| RECORD EXCERPTS |
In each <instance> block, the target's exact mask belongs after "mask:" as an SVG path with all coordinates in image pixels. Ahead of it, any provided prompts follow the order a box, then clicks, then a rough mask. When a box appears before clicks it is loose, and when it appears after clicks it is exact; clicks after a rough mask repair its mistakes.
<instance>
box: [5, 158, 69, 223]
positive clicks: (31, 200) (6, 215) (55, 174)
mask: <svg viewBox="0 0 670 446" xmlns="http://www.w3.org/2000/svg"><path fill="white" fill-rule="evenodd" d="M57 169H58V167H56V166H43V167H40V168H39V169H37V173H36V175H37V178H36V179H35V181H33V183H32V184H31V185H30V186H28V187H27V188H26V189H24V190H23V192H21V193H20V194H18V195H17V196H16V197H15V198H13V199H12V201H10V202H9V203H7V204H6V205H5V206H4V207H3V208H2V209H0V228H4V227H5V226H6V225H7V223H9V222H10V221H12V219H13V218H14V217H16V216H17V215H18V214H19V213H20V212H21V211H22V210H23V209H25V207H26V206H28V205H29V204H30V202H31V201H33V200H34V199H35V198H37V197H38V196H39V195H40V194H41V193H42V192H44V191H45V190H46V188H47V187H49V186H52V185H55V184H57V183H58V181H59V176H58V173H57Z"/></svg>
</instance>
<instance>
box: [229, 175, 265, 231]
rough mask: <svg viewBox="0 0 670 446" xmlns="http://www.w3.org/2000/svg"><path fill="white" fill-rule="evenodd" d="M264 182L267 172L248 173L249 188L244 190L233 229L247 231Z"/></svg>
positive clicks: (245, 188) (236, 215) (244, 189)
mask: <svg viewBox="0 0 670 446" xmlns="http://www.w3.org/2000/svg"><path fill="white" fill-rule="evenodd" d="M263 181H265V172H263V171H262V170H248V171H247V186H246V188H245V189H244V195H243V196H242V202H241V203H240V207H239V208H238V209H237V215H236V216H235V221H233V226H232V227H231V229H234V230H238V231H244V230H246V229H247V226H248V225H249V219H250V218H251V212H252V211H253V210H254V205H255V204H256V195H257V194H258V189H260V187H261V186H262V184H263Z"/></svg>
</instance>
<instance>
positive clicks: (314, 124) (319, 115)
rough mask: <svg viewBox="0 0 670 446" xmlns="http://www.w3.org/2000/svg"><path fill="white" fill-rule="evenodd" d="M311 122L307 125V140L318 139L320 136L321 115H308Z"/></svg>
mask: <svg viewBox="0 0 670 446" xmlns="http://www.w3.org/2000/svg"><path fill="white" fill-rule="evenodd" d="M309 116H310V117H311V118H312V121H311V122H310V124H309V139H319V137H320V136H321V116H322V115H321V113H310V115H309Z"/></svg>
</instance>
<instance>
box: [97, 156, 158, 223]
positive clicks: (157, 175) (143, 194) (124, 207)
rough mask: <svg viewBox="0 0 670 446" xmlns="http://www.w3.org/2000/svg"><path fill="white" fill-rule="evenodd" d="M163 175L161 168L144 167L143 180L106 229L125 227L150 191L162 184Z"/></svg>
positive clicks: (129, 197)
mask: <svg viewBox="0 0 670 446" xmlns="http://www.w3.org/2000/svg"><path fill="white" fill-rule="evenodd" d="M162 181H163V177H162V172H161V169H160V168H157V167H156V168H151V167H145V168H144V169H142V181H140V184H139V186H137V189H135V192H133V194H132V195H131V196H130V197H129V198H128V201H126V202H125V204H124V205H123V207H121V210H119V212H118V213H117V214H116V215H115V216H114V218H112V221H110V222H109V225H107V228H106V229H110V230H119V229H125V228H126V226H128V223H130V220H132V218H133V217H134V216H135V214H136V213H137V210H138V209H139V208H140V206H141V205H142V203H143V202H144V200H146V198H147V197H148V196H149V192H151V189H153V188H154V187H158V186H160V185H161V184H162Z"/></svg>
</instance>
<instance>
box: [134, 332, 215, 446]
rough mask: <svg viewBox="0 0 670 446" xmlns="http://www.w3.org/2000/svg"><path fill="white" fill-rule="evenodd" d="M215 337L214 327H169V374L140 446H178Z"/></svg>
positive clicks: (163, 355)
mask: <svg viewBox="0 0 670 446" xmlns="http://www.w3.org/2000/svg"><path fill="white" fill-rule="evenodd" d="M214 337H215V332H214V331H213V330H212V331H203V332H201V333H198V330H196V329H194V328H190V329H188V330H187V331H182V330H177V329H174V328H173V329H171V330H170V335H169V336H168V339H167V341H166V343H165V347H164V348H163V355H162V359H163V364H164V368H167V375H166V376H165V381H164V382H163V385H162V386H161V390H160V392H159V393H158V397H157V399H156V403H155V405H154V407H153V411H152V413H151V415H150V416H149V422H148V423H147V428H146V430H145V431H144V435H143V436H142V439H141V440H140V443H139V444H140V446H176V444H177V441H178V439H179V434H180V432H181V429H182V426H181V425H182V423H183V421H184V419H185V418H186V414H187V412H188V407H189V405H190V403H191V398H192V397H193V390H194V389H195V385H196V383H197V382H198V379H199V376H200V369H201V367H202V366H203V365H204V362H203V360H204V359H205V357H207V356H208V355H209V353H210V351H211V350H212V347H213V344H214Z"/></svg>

| WHAT IS BEING ASKED |
Each entry needs to be copied out exactly as written.

| YOUR SOLUTION |
In each <instance> block, the target's exact mask belongs after "mask:" as an SVG path with all coordinates in image pixels. Ahead of it, any provided prompts follow the order a box, then clicks, then a rough mask. When a box appears before clicks it is loose, and when it appears after clicks it is exact; clicks after a rough mask repair its mistakes.
<instance>
box: [5, 158, 69, 223]
positive clicks: (31, 200) (6, 215) (55, 174)
mask: <svg viewBox="0 0 670 446" xmlns="http://www.w3.org/2000/svg"><path fill="white" fill-rule="evenodd" d="M57 169H58V167H56V166H43V167H40V168H39V169H37V173H36V175H37V178H36V179H35V181H33V183H32V184H31V185H30V186H28V187H27V188H26V189H24V190H23V192H21V193H20V194H18V195H17V196H16V197H15V198H13V199H12V201H10V202H9V203H7V204H6V205H5V206H4V207H3V208H2V209H0V228H4V227H5V226H6V225H7V223H9V222H10V221H12V219H13V218H14V217H16V216H17V215H18V214H19V213H20V212H21V211H22V210H23V209H25V207H26V206H28V205H29V204H30V202H31V201H33V200H34V199H35V198H37V197H38V196H39V195H40V194H41V193H42V192H44V191H45V190H46V188H47V187H49V186H52V185H55V184H57V183H58V181H59V176H58V173H57Z"/></svg>
</instance>
<instance>
box: [229, 175, 265, 231]
rough mask: <svg viewBox="0 0 670 446" xmlns="http://www.w3.org/2000/svg"><path fill="white" fill-rule="evenodd" d="M264 182L267 172L248 173L249 188L244 190L233 229L247 231Z"/></svg>
positive clicks: (245, 188) (236, 215) (244, 189)
mask: <svg viewBox="0 0 670 446" xmlns="http://www.w3.org/2000/svg"><path fill="white" fill-rule="evenodd" d="M263 181H265V172H263V171H262V170H248V171H247V186H246V188H245V189H244V195H243V196H242V202H241V203H240V207H239V208H238V209H237V215H236V216H235V221H233V226H232V227H231V229H234V230H238V231H244V230H246V229H247V226H248V225H249V219H250V218H251V212H252V211H253V210H254V205H255V204H256V195H257V194H258V189H260V187H261V186H262V184H263Z"/></svg>
</instance>
<instance>
positive clicks: (314, 124) (319, 115)
rough mask: <svg viewBox="0 0 670 446" xmlns="http://www.w3.org/2000/svg"><path fill="white" fill-rule="evenodd" d="M311 122L307 125V140L318 139L320 136L321 115H308Z"/></svg>
mask: <svg viewBox="0 0 670 446" xmlns="http://www.w3.org/2000/svg"><path fill="white" fill-rule="evenodd" d="M309 116H310V117H311V118H312V121H311V122H310V124H309V139H319V137H320V136H321V116H322V115H321V113H310V115H309Z"/></svg>
</instance>
<instance>
box: [97, 156, 158, 223]
positive clicks: (157, 175) (143, 194) (124, 207)
rough mask: <svg viewBox="0 0 670 446" xmlns="http://www.w3.org/2000/svg"><path fill="white" fill-rule="evenodd" d="M163 175L161 168L144 167L143 180L106 229L125 227L150 191L162 184Z"/></svg>
positive clicks: (129, 197)
mask: <svg viewBox="0 0 670 446" xmlns="http://www.w3.org/2000/svg"><path fill="white" fill-rule="evenodd" d="M162 181H163V177H162V172H161V169H160V168H157V167H156V168H151V167H145V168H144V169H142V181H140V184H139V186H137V189H135V192H133V194H132V195H131V196H130V197H129V198H128V201H126V202H125V204H124V205H123V207H121V210H119V212H118V213H117V214H116V215H115V216H114V218H112V221H110V222H109V225H107V228H106V229H110V230H119V229H125V228H126V226H128V223H130V220H132V218H133V217H134V216H135V214H136V213H137V210H138V209H139V208H140V206H141V205H142V203H143V202H144V200H146V198H147V197H148V196H149V192H151V189H153V188H154V187H158V186H160V185H161V184H162Z"/></svg>
</instance>
<instance>
box: [134, 332, 215, 446]
rough mask: <svg viewBox="0 0 670 446" xmlns="http://www.w3.org/2000/svg"><path fill="white" fill-rule="evenodd" d="M215 337L214 327H169V374L140 446H178Z"/></svg>
positive clicks: (163, 355)
mask: <svg viewBox="0 0 670 446" xmlns="http://www.w3.org/2000/svg"><path fill="white" fill-rule="evenodd" d="M214 337H215V332H214V331H213V330H212V331H203V332H201V333H198V330H196V329H194V328H190V329H188V330H187V331H182V330H177V329H174V328H173V329H171V330H170V335H169V336H168V339H167V341H166V343H165V347H164V348H163V355H162V359H163V364H164V368H167V375H166V376H165V381H164V382H163V385H162V386H161V390H160V392H159V393H158V397H157V399H156V403H155V405H154V407H153V411H152V413H151V415H150V416H149V422H148V423H147V428H146V430H145V431H144V435H143V436H142V439H141V440H140V443H139V444H140V446H176V444H177V441H178V439H179V434H180V432H181V429H182V426H181V425H182V423H183V421H184V419H185V418H186V414H187V412H188V407H189V405H190V403H191V398H192V397H193V390H194V389H195V385H196V383H197V382H198V379H199V376H200V369H201V367H202V366H203V365H204V362H203V360H204V359H205V357H207V356H208V355H209V353H210V351H211V350H212V347H213V344H214Z"/></svg>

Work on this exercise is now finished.